● Task prompt
Filter this listing down to the lines that contain the word "could", and copy them.

[[ Given records open ]]

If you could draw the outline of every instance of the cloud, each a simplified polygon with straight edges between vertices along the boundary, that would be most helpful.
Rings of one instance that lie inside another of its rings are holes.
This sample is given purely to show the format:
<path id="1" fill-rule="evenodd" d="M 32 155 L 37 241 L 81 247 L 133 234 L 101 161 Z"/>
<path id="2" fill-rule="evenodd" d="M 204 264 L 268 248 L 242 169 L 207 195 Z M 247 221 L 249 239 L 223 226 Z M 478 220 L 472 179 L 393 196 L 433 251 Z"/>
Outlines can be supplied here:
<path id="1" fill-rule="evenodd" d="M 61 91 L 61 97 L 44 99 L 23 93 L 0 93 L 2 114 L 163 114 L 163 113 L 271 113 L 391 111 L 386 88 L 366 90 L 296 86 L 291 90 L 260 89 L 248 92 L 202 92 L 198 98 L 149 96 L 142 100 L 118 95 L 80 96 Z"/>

[[ Given records closed ]]
[[ Given records open ]]

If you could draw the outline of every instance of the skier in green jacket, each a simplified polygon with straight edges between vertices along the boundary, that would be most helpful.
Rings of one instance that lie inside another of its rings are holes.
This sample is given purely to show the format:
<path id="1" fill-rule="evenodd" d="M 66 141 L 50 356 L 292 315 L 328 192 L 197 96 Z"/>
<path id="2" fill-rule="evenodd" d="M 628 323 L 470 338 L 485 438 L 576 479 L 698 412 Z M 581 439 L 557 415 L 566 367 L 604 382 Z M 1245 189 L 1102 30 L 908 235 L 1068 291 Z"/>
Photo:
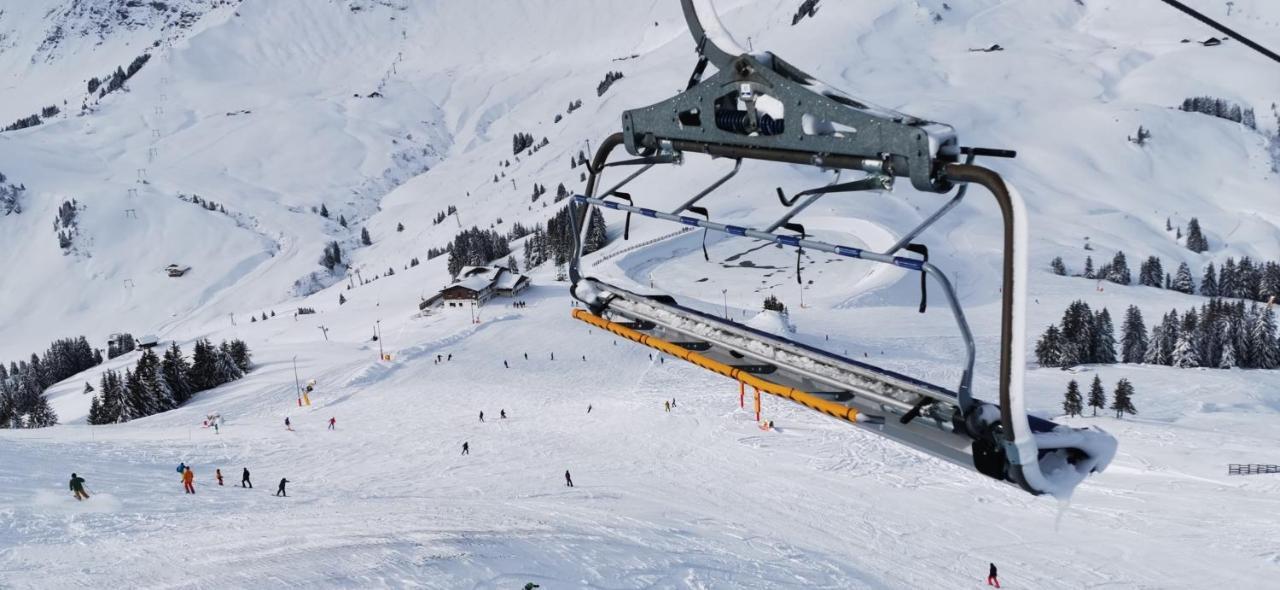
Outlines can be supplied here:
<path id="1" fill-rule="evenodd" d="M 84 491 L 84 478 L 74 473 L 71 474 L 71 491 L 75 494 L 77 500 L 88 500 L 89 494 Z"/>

[[ Given records closed ]]

● Solution to this task
If you could draw the outline of every instance of the cloud, each a simplified polygon with straight edges between vertices along the boundary, that would be most helpful.
If you could draw the outline of every instance of the skier in green jacket, each a simplified polygon with straight edges between vertices along the boundary, that would be most helpful.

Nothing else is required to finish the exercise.